Records supplied:
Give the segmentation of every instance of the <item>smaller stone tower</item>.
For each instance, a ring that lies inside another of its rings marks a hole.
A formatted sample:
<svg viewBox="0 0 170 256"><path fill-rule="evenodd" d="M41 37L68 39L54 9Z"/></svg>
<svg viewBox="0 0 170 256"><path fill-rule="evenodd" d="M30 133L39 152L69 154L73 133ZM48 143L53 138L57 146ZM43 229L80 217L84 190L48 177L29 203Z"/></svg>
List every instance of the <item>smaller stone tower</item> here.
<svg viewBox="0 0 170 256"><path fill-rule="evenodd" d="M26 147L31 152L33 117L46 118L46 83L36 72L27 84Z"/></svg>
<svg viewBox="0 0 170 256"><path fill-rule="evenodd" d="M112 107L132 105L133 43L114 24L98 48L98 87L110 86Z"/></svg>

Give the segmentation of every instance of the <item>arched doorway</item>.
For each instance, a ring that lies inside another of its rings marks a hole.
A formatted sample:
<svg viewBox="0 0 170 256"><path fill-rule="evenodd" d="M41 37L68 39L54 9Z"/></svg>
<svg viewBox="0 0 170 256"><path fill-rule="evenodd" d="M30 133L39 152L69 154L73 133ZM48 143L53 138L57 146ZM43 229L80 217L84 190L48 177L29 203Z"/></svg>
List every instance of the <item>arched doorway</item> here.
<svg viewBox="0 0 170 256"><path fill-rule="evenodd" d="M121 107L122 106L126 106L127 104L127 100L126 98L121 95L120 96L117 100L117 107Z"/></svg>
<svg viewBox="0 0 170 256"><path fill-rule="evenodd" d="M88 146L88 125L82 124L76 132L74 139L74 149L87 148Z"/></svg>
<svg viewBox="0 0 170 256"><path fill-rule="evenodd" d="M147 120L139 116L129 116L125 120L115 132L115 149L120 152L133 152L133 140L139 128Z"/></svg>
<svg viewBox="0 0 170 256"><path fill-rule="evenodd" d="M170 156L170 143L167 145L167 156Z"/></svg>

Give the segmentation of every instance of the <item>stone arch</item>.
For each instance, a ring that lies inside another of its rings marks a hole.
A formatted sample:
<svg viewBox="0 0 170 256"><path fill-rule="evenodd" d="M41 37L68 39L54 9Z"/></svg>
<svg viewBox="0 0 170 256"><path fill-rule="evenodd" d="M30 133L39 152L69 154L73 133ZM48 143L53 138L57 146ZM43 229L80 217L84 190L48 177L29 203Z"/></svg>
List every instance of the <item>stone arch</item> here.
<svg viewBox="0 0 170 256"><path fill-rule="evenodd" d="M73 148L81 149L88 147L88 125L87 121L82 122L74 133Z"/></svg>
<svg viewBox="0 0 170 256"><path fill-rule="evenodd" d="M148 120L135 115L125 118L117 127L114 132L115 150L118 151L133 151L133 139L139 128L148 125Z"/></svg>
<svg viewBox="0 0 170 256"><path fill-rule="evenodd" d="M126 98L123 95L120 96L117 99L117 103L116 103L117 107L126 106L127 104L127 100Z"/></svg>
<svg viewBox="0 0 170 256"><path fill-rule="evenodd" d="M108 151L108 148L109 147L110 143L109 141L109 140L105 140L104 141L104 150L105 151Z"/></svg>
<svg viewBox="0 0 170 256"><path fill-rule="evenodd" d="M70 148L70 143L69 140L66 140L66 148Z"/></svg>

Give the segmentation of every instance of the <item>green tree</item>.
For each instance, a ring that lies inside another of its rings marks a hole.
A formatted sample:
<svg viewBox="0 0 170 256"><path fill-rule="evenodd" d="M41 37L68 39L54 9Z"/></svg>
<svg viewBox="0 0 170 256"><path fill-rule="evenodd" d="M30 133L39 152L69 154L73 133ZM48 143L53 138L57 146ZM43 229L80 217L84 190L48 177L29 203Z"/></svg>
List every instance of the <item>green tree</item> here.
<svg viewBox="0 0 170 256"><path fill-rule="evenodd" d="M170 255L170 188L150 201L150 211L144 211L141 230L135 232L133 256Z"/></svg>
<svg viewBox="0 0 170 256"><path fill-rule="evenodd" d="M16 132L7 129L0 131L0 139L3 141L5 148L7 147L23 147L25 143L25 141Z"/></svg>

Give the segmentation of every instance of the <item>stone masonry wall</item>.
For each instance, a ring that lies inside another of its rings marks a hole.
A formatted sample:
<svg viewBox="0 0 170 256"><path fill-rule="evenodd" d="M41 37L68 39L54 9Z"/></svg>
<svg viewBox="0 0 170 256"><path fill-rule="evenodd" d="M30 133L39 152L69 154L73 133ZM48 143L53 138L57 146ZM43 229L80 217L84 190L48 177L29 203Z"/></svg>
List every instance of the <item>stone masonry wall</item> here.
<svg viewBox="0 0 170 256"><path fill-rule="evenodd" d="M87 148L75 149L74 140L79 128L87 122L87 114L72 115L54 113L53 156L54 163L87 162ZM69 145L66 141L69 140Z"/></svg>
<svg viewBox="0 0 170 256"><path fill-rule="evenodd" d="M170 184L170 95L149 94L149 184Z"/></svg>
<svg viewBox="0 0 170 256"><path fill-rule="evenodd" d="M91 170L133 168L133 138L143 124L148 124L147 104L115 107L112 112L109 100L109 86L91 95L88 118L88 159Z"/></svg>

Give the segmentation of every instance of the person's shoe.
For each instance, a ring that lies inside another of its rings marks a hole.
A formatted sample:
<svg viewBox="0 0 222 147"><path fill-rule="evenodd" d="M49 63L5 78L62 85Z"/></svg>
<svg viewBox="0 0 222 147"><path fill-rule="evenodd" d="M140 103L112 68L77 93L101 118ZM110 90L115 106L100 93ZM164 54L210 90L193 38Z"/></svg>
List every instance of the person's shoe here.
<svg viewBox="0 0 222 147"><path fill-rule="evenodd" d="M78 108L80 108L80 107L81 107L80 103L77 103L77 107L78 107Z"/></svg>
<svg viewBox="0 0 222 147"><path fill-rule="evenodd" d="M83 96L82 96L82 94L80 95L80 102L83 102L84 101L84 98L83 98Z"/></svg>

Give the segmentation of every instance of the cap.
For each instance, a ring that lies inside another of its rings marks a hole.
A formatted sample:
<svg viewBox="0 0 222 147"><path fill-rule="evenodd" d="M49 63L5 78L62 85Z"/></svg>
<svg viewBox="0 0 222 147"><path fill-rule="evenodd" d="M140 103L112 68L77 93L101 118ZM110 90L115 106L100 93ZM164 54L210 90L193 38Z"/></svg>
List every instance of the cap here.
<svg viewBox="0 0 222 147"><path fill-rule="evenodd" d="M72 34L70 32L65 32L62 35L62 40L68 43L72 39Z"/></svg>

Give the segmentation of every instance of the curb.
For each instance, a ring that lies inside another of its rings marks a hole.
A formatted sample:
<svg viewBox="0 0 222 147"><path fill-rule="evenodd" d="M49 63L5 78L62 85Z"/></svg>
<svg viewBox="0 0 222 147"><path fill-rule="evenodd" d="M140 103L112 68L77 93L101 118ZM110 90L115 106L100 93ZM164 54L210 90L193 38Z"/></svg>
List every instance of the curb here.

Set task: Rewrite the items in the stretch from the line containing "<item>stone masonry wall</item>." through the line containing "170L133 168L133 138L143", changing "stone masonry wall" to "masonry wall" and leaving everything else unchanged.

Written solution:
Give the segmentation of every instance of the <item>masonry wall</item>.
For each instance, a ring that lies inside another of its rings marks a hole.
A formatted sample:
<svg viewBox="0 0 170 256"><path fill-rule="evenodd" d="M41 37L68 39L54 9Z"/></svg>
<svg viewBox="0 0 170 256"><path fill-rule="evenodd" d="M30 133L39 152L69 154L73 133ZM48 143L53 138L57 146ZM43 229L80 217L84 190L48 177L29 203Z"/></svg>
List every instance of the <item>masonry wall</item> here.
<svg viewBox="0 0 170 256"><path fill-rule="evenodd" d="M87 148L75 149L74 140L79 128L87 122L87 114L72 115L54 113L53 156L54 163L87 162ZM69 145L66 141L69 140Z"/></svg>
<svg viewBox="0 0 170 256"><path fill-rule="evenodd" d="M170 184L170 95L149 94L149 184Z"/></svg>
<svg viewBox="0 0 170 256"><path fill-rule="evenodd" d="M91 170L133 168L133 138L143 124L148 124L147 104L115 107L112 112L109 100L109 86L91 95L88 118L88 159Z"/></svg>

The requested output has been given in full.